**Written exercise**
Extract the text of every entry below exactly; leave images out.

Stored dataset items:
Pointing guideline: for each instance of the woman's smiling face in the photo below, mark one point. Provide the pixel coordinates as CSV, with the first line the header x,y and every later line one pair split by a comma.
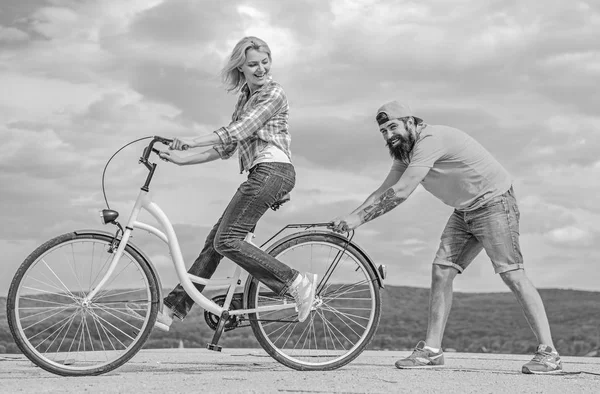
x,y
256,68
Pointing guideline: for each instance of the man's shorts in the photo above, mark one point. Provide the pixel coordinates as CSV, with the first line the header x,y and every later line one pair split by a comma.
x,y
493,227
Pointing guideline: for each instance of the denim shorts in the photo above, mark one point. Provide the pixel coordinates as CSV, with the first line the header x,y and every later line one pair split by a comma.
x,y
493,227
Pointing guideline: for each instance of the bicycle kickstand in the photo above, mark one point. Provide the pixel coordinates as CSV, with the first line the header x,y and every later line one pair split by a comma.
x,y
218,331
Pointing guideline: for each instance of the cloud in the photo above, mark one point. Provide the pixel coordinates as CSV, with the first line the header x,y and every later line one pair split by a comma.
x,y
11,34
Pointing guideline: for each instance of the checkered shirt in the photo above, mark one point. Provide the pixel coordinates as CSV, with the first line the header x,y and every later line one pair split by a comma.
x,y
257,120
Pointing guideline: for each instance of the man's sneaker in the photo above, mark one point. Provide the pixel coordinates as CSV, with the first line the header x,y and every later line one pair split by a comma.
x,y
163,320
421,358
546,360
304,295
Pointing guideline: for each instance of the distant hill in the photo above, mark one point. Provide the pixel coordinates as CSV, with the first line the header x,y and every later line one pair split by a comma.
x,y
479,322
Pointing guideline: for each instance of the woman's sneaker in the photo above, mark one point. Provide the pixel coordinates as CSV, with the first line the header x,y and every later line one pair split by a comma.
x,y
304,295
421,358
546,360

**Response**
Pointing guideline: for each instance of the woman's smiling face in the photo below, mark one point. Provide the pixel coordinates as CSV, with the first line the header x,y and every later line one pair split by a comma.
x,y
256,68
Pointing guideline: for each instance of the man's shorts in the photo above, mark one point. Provide the pixel coordinates as CSV, with the first line the header x,y and every later line one pair split by a comma.
x,y
493,227
Pointing guideline: for each instance of the denim shorts in the photo above, mark one point. Provide the pixel coordinates as CSV, with the first line the header x,y and every later line one pair split by a comma.
x,y
493,227
Pointing guideline: for each instance of the bicycle kickstand in the photo above, mark one point. Provide the pixel coordinates as CSV, with the first line the header x,y and every later line one pair split by a comma.
x,y
218,331
Pointing guideline: for each instance of the cloud in the photo above, mark one point. Provide the pixel coordinates as CSV, with the first line the header x,y and every later line one pair split by a comma.
x,y
11,34
Pointing guideline: for each instance of the checkered shirt in the photo above, mark one point. Provide the pixel coordinates as CSV, with the first line the header x,y and every later line one pair split by a comma.
x,y
257,120
Pointing guideline: for each instance of the man's sneaker in the photo above, mark one point. Provide the pixel coordinates as CSV, with the first line the header x,y and every later line one pair split by a comma.
x,y
163,320
421,358
546,360
304,295
Pointing guideline: for each instance of the distant hill in the photo above, mark one point. Provide the pixel coordinates as CSV, with the first line the header x,y and every later line one pair split by a comma.
x,y
479,322
Pointing guideline: for each instance of the woman's sneaker in the photo above, mark one point. Provide the pixel coordinates as CSV, with the first line the header x,y and every later line one pair split by a comma.
x,y
304,295
421,358
546,360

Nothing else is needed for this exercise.